• SUPPLIED RECORDS:
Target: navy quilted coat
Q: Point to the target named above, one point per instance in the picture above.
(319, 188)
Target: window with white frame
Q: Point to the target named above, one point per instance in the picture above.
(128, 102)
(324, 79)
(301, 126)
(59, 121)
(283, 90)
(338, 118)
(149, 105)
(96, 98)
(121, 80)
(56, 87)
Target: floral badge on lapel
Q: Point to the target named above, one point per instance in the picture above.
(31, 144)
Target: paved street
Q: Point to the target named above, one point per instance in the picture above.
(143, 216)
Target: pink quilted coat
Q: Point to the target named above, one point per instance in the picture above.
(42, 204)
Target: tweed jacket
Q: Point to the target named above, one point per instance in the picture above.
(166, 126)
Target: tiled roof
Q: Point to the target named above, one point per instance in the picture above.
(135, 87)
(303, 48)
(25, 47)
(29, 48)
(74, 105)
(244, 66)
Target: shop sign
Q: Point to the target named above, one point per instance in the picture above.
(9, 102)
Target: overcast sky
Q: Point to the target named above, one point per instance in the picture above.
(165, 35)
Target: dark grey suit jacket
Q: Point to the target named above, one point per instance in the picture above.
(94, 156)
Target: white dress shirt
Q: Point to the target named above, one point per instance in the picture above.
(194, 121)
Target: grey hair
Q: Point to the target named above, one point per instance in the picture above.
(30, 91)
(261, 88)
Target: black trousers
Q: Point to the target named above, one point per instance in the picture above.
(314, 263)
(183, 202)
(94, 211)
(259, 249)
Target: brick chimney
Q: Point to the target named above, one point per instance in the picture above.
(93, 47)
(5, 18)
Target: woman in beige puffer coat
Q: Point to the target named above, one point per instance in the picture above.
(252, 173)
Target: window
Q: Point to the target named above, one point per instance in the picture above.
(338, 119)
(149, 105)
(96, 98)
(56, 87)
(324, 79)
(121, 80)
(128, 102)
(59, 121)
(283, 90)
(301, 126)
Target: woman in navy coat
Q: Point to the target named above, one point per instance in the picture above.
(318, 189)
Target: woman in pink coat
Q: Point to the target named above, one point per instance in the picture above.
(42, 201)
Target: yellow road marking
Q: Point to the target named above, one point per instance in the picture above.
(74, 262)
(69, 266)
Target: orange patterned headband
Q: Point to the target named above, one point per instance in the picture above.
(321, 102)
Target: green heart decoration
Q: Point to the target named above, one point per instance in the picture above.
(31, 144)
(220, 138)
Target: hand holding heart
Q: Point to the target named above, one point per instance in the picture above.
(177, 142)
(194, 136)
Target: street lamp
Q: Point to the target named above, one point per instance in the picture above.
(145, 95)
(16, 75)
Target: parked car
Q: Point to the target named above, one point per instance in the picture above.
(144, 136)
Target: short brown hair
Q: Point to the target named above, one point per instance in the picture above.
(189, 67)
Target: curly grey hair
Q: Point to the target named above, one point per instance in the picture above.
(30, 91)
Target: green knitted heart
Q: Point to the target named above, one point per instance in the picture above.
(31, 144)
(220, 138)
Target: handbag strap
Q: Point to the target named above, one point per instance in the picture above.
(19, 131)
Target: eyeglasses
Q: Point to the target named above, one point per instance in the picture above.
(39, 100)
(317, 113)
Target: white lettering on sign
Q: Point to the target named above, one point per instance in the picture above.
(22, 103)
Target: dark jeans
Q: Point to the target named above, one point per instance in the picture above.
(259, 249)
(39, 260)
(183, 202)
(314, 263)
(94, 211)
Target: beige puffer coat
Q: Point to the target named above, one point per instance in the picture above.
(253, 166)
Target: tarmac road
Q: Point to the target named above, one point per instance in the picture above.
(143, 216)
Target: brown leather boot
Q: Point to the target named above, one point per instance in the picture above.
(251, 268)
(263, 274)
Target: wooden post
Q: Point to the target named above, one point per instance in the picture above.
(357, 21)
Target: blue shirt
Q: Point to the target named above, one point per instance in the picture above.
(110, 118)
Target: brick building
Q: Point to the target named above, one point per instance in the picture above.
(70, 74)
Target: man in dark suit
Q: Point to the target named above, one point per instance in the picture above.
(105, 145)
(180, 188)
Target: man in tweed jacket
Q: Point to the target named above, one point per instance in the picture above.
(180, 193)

• REQUIRED WORK:
Take the line that holds "Target: blue shirt" as the first and the last line of the material as the final one. Print that span exactly, both ends included.

• SOLUTION FOR THIS PROBLEM:
Target: blue shirt
Q: Point to the target named above, one point per instance in the picture above.
(110, 118)
Target: brick building
Q: Point to the target named above, one point per instance in the picture above.
(70, 74)
Target: man in dark suit
Q: Point to the target named above, one point per instance in the picture above.
(105, 145)
(180, 188)
Target: man in tweed jacket
Q: Point to the target named above, one point per instance in the picture above.
(180, 193)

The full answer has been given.